Mrs Bennet was in fact too much overpowered to say a great deal while Sir William remained; but no sooner had he left them her feelings found a rapid vent. In the first place, she persisted in disbelieving the whole of the matter; secondly, she was very sure that Mr Collins had been taken in; thirdly, she trusted that they would never be happy together; and fourthly, that the match might be broken off. Two inferences, however, were plainly deduced from the whole; one, that Elizabeth was the real cause of all the mischief; and the other, that she herself had been barbarously used by them all; and on these two points she principally dwelt during the rest of the day.  (102; chapter 23)

      From the expressions “a great deal” and “her feelings found a rapid vent,” as well as from what we know about Mrs. Bennet, we can imagine what a flood of abusive and complaining words has come out from her mouth. But her words are summarized and made to appear as ‘mental processes’: “she persisted in disbelieving... she was very sure... she trusted… .” The impression of ‘thought’ is deepened by the cognitive “Two inferences, however, were plainly deduced from the whole,” while the ambiguity between thinking and speaking potentially present in the term “dwell” also seems to lend support to the effect. What underlies this transformation is the intention to convey irony, irony generated primarily by the sharp contrast between the logical appearance created by the added ordinals (from “in the first place” to “fourthly”) and the blatantly contradictory attitudes (“she persisted in disbelieving the whole of the matter” while “she was very sure that Mr Collins had been taken in”). Here we see a sober, logical reporting voice punctuating, so to speak, an incoherent reported content, with the ‘logical markers,’ which ostensibly seek to tidy up the character’s speech, bringing into comic relief the disorder or absurdity involved. Now, while speech is marked by linearity, different thoughts can be held simultaneously in the mind. Austen’s transformation of speech into ostensible ‘persistent thought’, coupled with her addition of the ordinals which normally refer to co-existing or parallel processes of reasoning, creates something of the impression that Mrs. Bennet is holding the conflicting beliefs simultaneously and persistently in her mind, which contributes greatly to the ironic effect. (cf. Shen, “On the Aesthetic” 628-631).

● Instructions for the task: Reproduce the full passage on Mrs Bennet's reaction and its ironic effect, word for word.

Entries from a data collection:
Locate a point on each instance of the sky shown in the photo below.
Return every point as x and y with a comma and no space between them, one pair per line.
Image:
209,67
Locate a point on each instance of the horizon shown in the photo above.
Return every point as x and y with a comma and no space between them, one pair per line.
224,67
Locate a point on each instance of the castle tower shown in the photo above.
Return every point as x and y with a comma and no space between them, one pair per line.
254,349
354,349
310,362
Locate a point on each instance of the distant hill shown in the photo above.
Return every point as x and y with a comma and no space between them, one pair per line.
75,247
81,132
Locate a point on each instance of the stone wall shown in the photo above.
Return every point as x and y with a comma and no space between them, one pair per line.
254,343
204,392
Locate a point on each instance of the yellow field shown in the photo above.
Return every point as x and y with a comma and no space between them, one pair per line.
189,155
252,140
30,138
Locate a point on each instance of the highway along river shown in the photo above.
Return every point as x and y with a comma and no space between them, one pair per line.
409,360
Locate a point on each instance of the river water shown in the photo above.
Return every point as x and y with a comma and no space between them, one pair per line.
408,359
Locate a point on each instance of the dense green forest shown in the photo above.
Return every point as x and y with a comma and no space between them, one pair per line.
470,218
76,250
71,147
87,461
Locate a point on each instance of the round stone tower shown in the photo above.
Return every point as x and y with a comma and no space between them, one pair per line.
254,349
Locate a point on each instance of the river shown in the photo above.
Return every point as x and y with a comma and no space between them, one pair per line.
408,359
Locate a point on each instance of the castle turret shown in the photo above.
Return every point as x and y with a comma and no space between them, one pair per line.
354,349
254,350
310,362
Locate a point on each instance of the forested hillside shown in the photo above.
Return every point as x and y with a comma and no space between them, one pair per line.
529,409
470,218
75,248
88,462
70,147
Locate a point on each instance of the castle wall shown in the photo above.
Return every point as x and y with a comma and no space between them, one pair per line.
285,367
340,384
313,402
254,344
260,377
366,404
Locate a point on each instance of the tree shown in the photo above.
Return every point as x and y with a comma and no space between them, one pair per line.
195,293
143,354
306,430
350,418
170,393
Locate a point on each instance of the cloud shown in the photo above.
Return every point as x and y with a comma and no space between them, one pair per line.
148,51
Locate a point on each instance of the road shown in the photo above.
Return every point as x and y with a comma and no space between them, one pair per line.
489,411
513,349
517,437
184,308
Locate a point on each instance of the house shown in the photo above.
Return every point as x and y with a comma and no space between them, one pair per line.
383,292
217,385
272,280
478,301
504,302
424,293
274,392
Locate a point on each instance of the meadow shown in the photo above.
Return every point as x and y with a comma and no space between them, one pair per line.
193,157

==

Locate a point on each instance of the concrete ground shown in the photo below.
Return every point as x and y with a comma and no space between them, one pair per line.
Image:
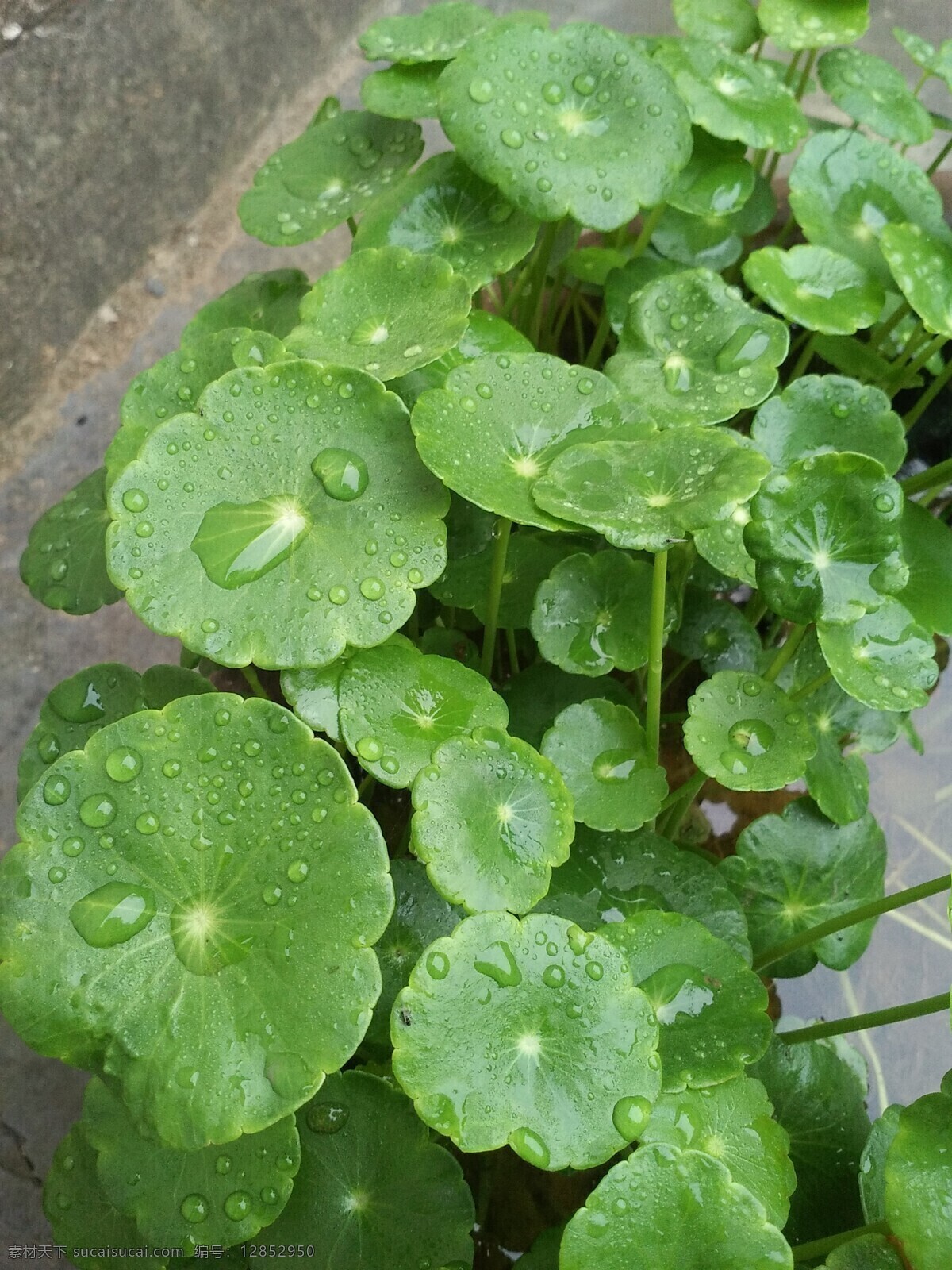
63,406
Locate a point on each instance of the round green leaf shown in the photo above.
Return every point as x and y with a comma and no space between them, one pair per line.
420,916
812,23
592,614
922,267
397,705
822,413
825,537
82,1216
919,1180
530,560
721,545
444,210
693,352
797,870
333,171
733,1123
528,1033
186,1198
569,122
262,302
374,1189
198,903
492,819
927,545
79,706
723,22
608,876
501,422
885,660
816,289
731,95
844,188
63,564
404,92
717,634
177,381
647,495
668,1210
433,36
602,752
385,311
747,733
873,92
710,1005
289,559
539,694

...

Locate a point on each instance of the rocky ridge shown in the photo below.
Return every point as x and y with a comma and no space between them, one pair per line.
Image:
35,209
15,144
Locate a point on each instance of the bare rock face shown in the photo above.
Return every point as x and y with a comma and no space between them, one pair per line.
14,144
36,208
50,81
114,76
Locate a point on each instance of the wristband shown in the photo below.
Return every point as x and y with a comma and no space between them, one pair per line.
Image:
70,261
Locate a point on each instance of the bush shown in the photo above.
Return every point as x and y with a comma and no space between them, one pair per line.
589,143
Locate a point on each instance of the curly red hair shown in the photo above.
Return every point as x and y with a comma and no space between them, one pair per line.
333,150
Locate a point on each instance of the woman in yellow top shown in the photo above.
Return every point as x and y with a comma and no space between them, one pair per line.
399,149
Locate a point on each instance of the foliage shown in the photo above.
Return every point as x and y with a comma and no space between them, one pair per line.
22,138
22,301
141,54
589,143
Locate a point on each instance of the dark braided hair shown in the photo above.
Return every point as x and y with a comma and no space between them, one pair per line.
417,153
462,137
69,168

● Answer to the task:
Mrs Bennet was in fact too much overpowered to say a great deal while Sir William remained; but no sooner had he left them her feelings found a rapid vent. In the first place, she persisted in disbelieving the whole of the matter; secondly, she was very sure that Mr Collins had been taken in; thirdly, she trusted that they would never be happy together; and fourthly, that the match might be broken off. Two inferences, however, were plainly deduced from the whole; one, that Elizabeth was the real cause of all the mischief; and the other, that she herself had been barbarously used by them all; and on these two points she principally dwelt during the rest of the day.  (102; chapter 23)

      From the expressions “a great deal” and “her feelings found a rapid vent,” as well as from what we know about Mrs. Bennet, we can imagine what a flood of abusive and complaining words has come out from her mouth. But her words are summarized and made to appear as ‘mental processes’: “she persisted in disbelieving... she was very sure... she trusted… .” The impression of ‘thought’ is deepened by the cognitive “Two inferences, however, were plainly deduced from the whole,” while the ambiguity between thinking and speaking potentially present in the term “dwell” also seems to lend support to the effect. What underlies this transformation is the intention to convey irony, irony generated primarily by the sharp contrast between the logical appearance created by the added ordinals (from “in the first place” to “fourthly”) and the blatantly contradictory attitudes (“she persisted in disbelieving the whole of the matter” while “she was very sure that Mr Collins had been taken in”). Here we see a sober, logical reporting voice punctuating, so to speak, an incoherent reported content, with the ‘logical markers,’ which ostensibly seek to tidy up the character’s speech, bringing into comic relief the disorder or absurdity involved. Now, while speech is marked by linearity, different thoughts can be held simultaneously in the mind. Austen’s transformation of speech into ostensible ‘persistent thought’, coupled with her addition of the ordinals which normally refer to co-existing or parallel processes of reasoning, creates something of the impression that Mrs. Bennet is holding the conflicting beliefs simultaneously and persistently in her mind, which contributes greatly to the ironic effect. (cf. Shen, “On the Aesthetic” 628-631).